Saved data entries
▼▼▼

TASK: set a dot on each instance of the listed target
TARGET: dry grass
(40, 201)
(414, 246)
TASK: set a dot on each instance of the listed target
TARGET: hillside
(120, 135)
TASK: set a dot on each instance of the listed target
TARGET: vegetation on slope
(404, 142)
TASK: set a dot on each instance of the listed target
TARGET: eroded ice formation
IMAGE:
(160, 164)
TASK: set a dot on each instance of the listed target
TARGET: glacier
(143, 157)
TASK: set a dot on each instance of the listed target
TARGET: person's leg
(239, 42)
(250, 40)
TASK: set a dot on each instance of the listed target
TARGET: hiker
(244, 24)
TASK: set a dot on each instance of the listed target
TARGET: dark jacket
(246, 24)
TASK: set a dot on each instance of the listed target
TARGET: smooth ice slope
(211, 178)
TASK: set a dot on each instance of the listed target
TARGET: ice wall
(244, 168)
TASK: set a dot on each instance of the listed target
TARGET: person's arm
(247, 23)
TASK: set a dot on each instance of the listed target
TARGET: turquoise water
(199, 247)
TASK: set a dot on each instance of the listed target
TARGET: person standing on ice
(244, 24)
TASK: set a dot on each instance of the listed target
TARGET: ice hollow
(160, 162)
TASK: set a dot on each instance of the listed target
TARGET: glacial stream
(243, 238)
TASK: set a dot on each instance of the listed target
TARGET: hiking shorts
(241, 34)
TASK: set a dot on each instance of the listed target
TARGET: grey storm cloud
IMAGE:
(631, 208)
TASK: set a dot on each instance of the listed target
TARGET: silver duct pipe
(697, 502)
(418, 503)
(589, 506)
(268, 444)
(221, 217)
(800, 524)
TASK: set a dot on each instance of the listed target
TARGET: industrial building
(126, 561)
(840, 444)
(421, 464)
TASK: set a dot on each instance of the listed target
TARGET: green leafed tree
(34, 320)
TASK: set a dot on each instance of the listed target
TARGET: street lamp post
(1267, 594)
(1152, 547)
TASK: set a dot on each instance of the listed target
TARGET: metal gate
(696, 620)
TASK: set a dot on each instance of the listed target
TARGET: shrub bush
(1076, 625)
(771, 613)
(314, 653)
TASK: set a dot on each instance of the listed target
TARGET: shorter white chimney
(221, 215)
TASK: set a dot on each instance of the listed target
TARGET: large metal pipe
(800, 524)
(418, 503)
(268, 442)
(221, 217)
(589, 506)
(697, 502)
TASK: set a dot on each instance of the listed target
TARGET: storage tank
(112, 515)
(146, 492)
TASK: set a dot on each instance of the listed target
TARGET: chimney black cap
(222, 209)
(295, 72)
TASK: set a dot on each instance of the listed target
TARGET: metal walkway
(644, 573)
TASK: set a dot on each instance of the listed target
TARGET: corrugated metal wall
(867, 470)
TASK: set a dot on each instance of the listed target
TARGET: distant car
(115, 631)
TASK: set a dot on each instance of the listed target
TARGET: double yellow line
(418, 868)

▲▲▲

Task instructions - Output each record precisely as given.

Answer to the exercise -
TASK: set a dot on each instance of the listed target
TARGET: dry grass
(40, 201)
(414, 246)
TASK: set a dot on each instance of the listed target
TARGET: hillside
(120, 135)
TASK: set a dot on each instance of the listed target
TARGET: vegetation on slope
(404, 142)
TASK: set a dot on each instance of the listed target
TARGET: eroded ice formation
IMAGE:
(160, 164)
TASK: set a dot on each instance of the listed target
TARGET: glacier
(143, 157)
TASK: set a dot on each instance of the listed target
TARGET: person's leg
(239, 42)
(250, 40)
TASK: set a dot on each instance of the listed target
TARGET: hiker
(244, 24)
TASK: set a dot on each instance of the listed target
TARGET: dark jacket
(246, 24)
TASK: set a dot on each instance of the listed target
TARGET: smooth ice slope
(211, 178)
TASK: set a dot on each instance of the listed target
TARGET: ice wall
(244, 168)
TASK: set a dot on each instance of the listed target
TARGET: person's arm
(247, 23)
TASK: set a dot on each instance of the listed target
TARGET: turquoise water
(199, 247)
TASK: set a dot on each instance of the listed target
TARGET: person standing on ice
(244, 24)
TASK: set a dot on each instance of the listed target
TARGET: ice hollow
(160, 162)
TASK: set a dot on each instance of the listed target
TARGET: glacial stream
(243, 238)
TASK: set a dot on each instance of the listed target
TARGET: hiking shorts
(241, 34)
TASK: set a dot on each instance of the listed target
TARGET: grey storm cloud
IMAGE:
(631, 208)
TASK: set a dot on each instance of the listed target
TARGET: silver duct pipe
(697, 502)
(418, 503)
(589, 506)
(268, 444)
(221, 217)
(800, 524)
TASK: set a dot on each instance of the listed target
TARGET: industrial building
(126, 561)
(840, 444)
(421, 464)
TASK: set a dot on each instance of the listed target
TARGET: green leafed tree
(34, 320)
TASK: set a dot on each instance of the listed target
TARGET: street lamp post
(1267, 594)
(1152, 547)
TASK: set a dot on each instance of the listed target
TARGET: metal gate
(696, 620)
TASK: set a dot on each instance of the listed target
TARGET: shrub bush
(1076, 625)
(771, 613)
(314, 653)
TASK: set a dot on each instance of the listed target
TARGET: shorter white chimney
(221, 215)
TASK: set a dot on each instance of the listed target
TARGET: large metal pipe
(800, 524)
(418, 503)
(268, 442)
(221, 217)
(589, 506)
(697, 502)
TASK: set a dot on each instance of the listed target
TARGET: storage tank
(112, 515)
(146, 492)
TASK: set a dot on each instance of the listed target
TARGET: chimney black cap
(222, 209)
(295, 72)
TASK: set a dot on each instance of the listed target
TARGET: metal walkway
(644, 573)
TASK: set a dot on each instance of the listed target
TARGET: corrugated metal wall
(867, 470)
TASK: set a dot on each instance of the listed target
TARGET: distant car
(115, 631)
TASK: set a dot on each instance of the listed target
TARGET: double yellow line
(418, 868)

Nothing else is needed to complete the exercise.